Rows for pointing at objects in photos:

<<<<

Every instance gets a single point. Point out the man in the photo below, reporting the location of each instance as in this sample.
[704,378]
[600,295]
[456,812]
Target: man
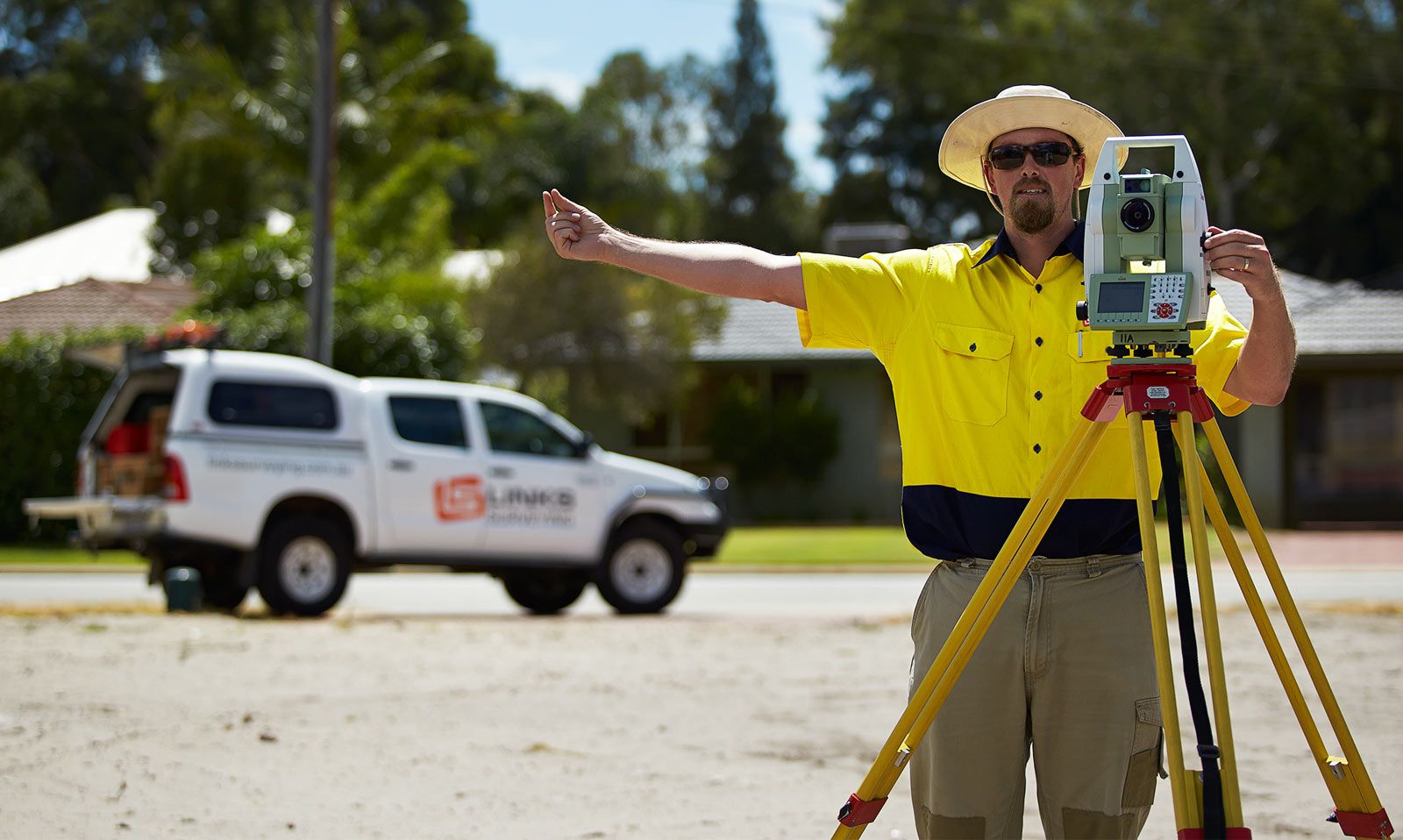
[988,374]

>>>>

- [Work instructions]: Render every line of the rows above as a numbered list, skipping blank lines. Leave the pictures out of your answer.

- [Answer to the task]:
1. Every instance gets a single point. Point out the man in the photo below, reporting the location of each instance as in this sample.
2. [704,378]
3. [600,295]
4. [456,812]
5. Target: man
6. [988,374]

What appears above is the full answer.